Tasks for this exercise.
A: In the Zensational article, transcribe the stretch from "Zensational (foaled April" through "Farm in Kentucky.".
B: According to the Zensational article, which stakes race did Joke win?
C: Which horses does the Zensational article call stakes winners? List all of them.

Source excerpt.

(begin)

Zensational (foaled April 26, 2006) is an American Thoroughbred racehorse best known for his performances over sprint distances.

Background
Zensational is a gray or roan colt, bred in Kentucky. He was sired by Unbridled's Song out of the Phone Trick mare Joke. Like her son, Joke was also a speedster, winning the Vallejo Stakes. Zensational's dam Joke was a stakes winner and she is a half-sister to the stakes winners Trip (Lord at War) and Laity (Pulpit).

A $700,00 yearling purchase at the Fasig-Tipton Florida select sale of 2-year-olds in training in 2008, Zensational was bred by Claiborne Farm in Kentucky.

(end)

Items.
(begin)

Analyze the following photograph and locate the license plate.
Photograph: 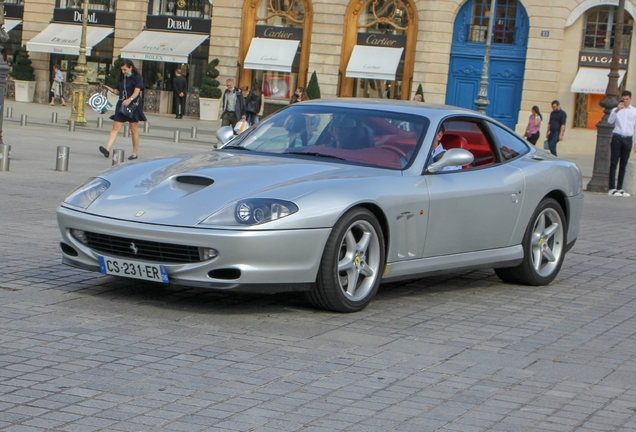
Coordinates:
[98,256,168,283]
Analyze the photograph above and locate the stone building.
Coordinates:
[5,0,636,130]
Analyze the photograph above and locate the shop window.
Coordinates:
[353,0,409,99]
[56,0,116,12]
[467,0,517,45]
[149,0,212,19]
[582,6,634,50]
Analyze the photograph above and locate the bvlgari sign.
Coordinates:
[579,51,629,69]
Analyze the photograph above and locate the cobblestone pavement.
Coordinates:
[0,104,636,432]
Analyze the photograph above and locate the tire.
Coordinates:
[495,198,567,286]
[307,208,385,312]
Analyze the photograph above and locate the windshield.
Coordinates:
[221,103,429,169]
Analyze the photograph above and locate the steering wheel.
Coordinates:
[379,144,409,161]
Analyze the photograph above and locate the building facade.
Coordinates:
[6,0,636,131]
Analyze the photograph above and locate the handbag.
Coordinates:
[119,77,139,119]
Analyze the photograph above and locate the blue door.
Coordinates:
[446,0,528,129]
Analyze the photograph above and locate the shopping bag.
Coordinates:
[234,120,249,135]
[88,93,113,114]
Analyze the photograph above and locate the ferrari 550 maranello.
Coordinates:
[57,99,583,312]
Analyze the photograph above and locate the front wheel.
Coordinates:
[307,208,385,312]
[495,198,566,286]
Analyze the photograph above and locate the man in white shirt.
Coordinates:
[607,90,636,197]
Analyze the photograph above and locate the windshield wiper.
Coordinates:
[283,152,346,160]
[219,145,252,151]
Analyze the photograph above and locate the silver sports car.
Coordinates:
[57,99,583,312]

(end)

Answers.
A:
Zensational (foaled April 26, 2006) is an American Thoroughbred racehorse best known for his performances over sprint distances.

Background
Zensational is a gray or roan colt, bred in Kentucky. He was sired by Unbridled's Song out of the Phone Trick mare Joke. Like her son, Joke was also a speedster, winning the Vallejo Stakes. Zensational's dam Joke was a stakes winner and she is a half-sister to the stakes winners Trip (Lord at War) and Laity (Pulpit).

A $700,00 yearling purchase at the Fasig-Tipton Florida select sale of 2-year-olds in training in 2008, Zensational was bred by Claiborne Farm in Kentucky.

B: The Vallejo Stakes.

C: Joke, Trip, Laity